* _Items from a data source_
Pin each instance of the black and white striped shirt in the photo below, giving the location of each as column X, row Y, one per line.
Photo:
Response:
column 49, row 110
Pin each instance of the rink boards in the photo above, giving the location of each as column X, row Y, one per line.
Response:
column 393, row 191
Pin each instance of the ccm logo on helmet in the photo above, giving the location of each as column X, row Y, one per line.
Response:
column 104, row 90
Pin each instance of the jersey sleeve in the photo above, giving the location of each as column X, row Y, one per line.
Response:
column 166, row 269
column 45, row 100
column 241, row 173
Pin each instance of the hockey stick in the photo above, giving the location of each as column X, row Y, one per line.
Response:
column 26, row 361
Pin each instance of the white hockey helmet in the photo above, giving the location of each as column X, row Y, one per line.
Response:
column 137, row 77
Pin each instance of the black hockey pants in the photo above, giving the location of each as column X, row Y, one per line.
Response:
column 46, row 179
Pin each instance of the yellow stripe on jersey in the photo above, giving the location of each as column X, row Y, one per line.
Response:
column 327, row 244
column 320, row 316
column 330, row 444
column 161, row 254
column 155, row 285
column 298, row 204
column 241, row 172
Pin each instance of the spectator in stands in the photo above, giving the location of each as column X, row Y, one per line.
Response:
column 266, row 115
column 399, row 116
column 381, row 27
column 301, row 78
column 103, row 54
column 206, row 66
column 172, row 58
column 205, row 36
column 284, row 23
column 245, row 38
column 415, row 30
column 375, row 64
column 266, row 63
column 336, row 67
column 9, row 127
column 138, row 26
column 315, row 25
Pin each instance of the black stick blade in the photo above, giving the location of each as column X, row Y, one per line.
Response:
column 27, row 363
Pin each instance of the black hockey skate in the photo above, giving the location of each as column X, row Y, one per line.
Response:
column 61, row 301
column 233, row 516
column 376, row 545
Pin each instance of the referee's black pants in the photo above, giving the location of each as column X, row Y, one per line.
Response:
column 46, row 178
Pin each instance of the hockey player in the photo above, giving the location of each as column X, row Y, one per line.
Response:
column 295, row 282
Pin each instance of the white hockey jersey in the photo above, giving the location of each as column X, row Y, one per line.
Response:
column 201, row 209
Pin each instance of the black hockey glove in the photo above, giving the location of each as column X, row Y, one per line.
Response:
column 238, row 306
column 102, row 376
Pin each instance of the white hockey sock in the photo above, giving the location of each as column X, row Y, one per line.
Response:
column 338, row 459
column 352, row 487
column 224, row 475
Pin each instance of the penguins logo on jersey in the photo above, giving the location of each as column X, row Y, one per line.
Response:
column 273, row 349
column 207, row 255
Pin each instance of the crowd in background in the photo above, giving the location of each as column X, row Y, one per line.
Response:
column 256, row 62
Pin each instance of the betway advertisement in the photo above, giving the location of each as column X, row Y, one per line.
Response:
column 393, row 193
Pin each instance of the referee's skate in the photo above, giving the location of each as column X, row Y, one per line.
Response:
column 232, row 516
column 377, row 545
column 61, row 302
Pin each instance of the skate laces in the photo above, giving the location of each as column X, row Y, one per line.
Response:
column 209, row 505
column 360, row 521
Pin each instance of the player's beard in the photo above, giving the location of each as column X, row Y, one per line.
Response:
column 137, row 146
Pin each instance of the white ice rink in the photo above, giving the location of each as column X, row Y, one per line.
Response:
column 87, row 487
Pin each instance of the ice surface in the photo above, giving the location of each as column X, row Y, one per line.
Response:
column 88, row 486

* _PROMPT_
Reproduce the listing above with "Response" switched to "Answer" wherever it appears, keeping everything else the same.

* _REPLY TO THE TASK_
Pin each instance of the black and white striped shirt in the photo below, giving the location of each as column X, row Y, one per line.
Photo:
Answer:
column 49, row 110
Pin each instance of the rink boards in the photo above, giving the location of each as column X, row Y, one per line.
Answer:
column 393, row 191
Pin each instance of the ccm logo on helmet in the photo above, giving the location of each as column X, row Y, one per line.
Answer:
column 104, row 90
Pin each instance of the jersey sleeve in the photo above, giving the location of each as column X, row Y, one per line.
Answer:
column 166, row 269
column 45, row 100
column 241, row 173
Pin each instance of the hockey stick in the photo above, giving the location of each as column X, row Y, one per line.
Answer:
column 26, row 361
Pin each instance of the white hockey helmet in the photo above, giving the location of each as column X, row Y, one per line.
Answer:
column 137, row 77
Pin each instance of the black hockey pants in the photo above, giving the location of each as column X, row Y, one per line.
Answer:
column 46, row 179
Pin each instance of the yellow stripe on jersey in the photo above, giving the location of each as column X, row Y, one per line.
Answer:
column 327, row 244
column 320, row 316
column 330, row 444
column 161, row 254
column 155, row 285
column 298, row 204
column 241, row 172
Pin each instance of the spectator in stands in the photo above, giving the location of each as column X, row Y, one per line.
Answer:
column 266, row 115
column 399, row 116
column 381, row 27
column 301, row 78
column 103, row 54
column 206, row 66
column 172, row 58
column 205, row 36
column 284, row 23
column 245, row 38
column 415, row 30
column 375, row 64
column 266, row 63
column 336, row 67
column 9, row 127
column 138, row 26
column 315, row 25
Pin each instance of the black stick blade in the photo above, giving the location of each as column X, row Y, one per line.
Answer:
column 27, row 363
Pin each instance of the black hockey skate in the photo above, giving the location of each as column X, row Y, one per line.
Answer:
column 61, row 301
column 233, row 516
column 376, row 545
Pin each instance of the referee's black pants in the photo above, giving the location of each as column X, row Y, one per line.
Answer:
column 46, row 178
Pin each instance of the hockey player in the photo above, giving the location of each as column X, row Y, one per line.
Answer:
column 295, row 282
Pin each instance of the white hockey jersey in the photo above, giving the location of each as column X, row Y, one per line.
Answer:
column 201, row 209
Pin each instance of the black hockey glove in the photo above, giving the location of each as column X, row Y, one per line.
Answer:
column 238, row 306
column 102, row 376
Pin each instance of the white hockey sock in the photo above, giving the location of each as column X, row Y, one per line.
Answer:
column 338, row 459
column 352, row 487
column 224, row 475
Pin each instance of the penguins logo on jersey in the photo above, giving the location of each as column X, row Y, one per line.
Answer:
column 273, row 349
column 207, row 255
Pin each instance of the crowd in background in the photo above, giving the location of each as column X, row Y, one per line.
Answer:
column 256, row 62
Pin each instance of the betway advertisement in the photo above, giving the location of each as column X, row Y, one per line.
Answer:
column 393, row 193
Pin each instance of the referee's skate in the photo above, giving the location of each as column X, row Y, one per line.
Answer:
column 232, row 516
column 377, row 545
column 61, row 302
Pin each instance of the skate laces in the photo above, giving the location of each as column X, row Y, one per line.
Answer:
column 209, row 505
column 360, row 521
Pin each instance of the player's beard in the photo above, giving the location of each as column X, row Y, one per line.
Answer:
column 137, row 146
Pin each instance of the white ice rink in the photo above, giving the location of each as column X, row Y, one per line.
Answer:
column 87, row 487
Pin each instance of the ice surface in the photo above, giving the location of each as column X, row Y, one per line.
Answer:
column 88, row 486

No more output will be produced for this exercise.